Data for analysis START

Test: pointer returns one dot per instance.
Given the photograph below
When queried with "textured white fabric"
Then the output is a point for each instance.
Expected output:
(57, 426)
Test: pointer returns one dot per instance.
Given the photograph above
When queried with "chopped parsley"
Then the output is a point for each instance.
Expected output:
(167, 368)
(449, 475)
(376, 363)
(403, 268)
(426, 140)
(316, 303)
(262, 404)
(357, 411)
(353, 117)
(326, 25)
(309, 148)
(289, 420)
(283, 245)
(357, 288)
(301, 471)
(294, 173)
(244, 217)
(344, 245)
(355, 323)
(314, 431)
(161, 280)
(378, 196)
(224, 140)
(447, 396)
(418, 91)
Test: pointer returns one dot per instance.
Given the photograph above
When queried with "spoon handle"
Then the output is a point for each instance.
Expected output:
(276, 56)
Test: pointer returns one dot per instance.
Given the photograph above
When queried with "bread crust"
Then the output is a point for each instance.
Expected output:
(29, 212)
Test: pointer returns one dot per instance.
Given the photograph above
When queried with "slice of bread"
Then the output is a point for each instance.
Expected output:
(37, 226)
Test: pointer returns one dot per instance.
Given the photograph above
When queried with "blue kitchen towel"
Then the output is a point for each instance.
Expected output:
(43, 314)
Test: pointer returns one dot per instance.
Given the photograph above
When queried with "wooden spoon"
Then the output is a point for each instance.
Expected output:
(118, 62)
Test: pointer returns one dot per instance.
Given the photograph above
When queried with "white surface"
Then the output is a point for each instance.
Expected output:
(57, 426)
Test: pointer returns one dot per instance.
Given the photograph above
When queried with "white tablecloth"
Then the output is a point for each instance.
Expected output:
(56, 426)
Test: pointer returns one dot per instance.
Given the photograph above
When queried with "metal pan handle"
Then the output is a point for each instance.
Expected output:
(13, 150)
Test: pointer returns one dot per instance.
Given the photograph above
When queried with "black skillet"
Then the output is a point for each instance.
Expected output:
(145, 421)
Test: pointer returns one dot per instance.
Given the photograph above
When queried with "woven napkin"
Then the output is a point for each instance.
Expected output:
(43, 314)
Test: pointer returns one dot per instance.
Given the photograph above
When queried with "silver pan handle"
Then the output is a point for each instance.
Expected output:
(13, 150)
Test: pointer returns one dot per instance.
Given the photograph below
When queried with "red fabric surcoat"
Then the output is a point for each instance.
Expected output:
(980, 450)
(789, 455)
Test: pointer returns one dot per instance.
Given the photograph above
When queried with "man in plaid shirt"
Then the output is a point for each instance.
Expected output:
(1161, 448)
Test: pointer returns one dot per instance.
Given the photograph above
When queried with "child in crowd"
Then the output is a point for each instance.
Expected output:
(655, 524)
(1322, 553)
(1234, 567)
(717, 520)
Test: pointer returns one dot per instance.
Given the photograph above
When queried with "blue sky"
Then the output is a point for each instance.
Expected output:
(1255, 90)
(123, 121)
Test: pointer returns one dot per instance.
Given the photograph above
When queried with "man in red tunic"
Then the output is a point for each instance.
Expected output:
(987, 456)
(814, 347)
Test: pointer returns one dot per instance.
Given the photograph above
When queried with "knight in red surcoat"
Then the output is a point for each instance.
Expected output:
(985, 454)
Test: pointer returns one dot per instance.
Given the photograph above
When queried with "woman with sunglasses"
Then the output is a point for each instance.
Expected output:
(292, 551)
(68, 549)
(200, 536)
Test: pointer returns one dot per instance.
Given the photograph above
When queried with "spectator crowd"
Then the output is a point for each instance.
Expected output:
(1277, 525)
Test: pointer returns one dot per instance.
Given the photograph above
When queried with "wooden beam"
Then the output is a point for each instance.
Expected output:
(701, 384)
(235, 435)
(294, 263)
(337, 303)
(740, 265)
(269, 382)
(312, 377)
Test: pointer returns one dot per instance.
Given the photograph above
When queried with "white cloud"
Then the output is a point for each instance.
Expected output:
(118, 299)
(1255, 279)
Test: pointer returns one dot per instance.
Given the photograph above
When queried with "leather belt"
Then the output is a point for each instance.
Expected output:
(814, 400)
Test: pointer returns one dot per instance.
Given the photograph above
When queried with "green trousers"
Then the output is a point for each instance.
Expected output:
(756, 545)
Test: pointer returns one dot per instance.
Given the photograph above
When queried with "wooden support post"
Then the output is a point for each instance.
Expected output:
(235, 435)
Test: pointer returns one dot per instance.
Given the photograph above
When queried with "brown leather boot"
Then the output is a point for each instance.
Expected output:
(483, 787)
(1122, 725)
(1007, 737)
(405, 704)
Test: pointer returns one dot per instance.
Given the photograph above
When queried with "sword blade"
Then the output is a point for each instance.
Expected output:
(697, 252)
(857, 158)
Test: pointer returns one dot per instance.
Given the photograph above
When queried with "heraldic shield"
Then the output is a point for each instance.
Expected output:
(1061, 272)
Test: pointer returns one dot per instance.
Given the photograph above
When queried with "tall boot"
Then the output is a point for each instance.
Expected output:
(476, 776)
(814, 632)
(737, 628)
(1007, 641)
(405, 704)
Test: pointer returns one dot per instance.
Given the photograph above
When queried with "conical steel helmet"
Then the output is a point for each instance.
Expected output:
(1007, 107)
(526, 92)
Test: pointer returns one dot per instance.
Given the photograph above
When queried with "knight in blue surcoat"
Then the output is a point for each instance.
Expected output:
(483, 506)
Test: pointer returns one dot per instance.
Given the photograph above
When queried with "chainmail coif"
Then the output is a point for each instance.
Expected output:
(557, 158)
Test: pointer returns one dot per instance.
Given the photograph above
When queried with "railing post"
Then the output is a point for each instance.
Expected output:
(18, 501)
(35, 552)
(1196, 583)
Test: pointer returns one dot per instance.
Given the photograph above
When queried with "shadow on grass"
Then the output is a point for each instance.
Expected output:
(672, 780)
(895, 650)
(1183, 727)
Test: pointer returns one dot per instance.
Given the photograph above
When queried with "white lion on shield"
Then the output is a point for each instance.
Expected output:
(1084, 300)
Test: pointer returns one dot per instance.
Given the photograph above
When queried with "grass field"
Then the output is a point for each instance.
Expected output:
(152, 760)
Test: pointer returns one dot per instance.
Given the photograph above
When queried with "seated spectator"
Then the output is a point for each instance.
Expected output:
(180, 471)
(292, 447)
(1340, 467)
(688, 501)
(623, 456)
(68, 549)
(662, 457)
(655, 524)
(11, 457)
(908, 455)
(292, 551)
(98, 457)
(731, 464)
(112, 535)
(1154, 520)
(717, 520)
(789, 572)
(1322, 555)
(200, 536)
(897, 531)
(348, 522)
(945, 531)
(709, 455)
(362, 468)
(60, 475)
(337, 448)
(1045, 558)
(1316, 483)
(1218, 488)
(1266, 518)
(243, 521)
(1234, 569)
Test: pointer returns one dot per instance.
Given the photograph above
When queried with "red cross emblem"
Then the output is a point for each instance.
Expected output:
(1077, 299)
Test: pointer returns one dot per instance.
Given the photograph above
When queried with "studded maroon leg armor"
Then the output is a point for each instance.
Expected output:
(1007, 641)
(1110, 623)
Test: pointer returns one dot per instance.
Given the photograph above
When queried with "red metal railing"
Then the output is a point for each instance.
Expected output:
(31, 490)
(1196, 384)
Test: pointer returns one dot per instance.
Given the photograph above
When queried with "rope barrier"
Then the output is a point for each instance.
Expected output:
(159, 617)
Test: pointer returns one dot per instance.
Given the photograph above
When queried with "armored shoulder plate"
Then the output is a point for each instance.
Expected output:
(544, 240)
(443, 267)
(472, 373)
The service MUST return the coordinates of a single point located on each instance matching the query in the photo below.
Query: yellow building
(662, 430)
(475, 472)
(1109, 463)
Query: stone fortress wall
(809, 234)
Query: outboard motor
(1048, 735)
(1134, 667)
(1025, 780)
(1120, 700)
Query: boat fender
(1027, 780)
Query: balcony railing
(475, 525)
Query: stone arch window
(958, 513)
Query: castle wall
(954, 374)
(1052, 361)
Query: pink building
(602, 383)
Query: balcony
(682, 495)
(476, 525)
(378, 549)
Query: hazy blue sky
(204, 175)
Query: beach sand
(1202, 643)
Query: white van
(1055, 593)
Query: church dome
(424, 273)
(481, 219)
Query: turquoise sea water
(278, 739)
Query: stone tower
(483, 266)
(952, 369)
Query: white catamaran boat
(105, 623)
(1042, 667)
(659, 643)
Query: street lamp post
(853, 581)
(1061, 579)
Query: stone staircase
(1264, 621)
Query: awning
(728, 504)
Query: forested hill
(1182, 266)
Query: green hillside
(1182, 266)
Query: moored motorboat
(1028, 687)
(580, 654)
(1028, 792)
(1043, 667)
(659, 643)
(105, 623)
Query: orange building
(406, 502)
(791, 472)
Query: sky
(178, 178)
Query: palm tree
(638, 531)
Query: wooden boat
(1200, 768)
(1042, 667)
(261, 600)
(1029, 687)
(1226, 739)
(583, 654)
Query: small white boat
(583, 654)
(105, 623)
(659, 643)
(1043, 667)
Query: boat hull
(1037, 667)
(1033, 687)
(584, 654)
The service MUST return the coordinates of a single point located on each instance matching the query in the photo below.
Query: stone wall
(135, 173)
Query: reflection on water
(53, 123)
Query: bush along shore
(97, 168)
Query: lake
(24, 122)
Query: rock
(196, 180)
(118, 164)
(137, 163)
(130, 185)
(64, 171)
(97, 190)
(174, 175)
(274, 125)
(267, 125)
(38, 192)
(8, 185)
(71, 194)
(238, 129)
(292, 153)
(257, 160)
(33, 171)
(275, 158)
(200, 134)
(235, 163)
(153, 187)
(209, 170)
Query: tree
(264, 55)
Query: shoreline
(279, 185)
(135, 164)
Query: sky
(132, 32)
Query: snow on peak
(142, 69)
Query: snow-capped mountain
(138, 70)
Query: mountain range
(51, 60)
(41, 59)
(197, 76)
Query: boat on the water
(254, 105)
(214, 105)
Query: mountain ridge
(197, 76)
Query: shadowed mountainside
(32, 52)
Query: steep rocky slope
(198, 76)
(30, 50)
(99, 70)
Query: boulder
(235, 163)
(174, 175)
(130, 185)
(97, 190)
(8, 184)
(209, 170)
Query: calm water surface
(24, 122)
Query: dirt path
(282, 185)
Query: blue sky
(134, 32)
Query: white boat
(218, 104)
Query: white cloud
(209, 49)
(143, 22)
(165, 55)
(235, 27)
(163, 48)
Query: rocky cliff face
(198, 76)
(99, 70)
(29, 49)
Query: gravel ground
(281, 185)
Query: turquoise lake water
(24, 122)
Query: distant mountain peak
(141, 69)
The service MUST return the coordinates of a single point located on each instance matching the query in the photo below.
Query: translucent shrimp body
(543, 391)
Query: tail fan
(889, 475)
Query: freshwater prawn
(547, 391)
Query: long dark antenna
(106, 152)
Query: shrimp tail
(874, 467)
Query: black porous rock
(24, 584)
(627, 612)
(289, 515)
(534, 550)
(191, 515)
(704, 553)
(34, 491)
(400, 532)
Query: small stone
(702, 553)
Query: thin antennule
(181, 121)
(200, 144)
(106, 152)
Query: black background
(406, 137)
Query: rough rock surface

Data for analysis END

A line counts if it holds the word "shield". How many lines of the entries count? Give the number only.

2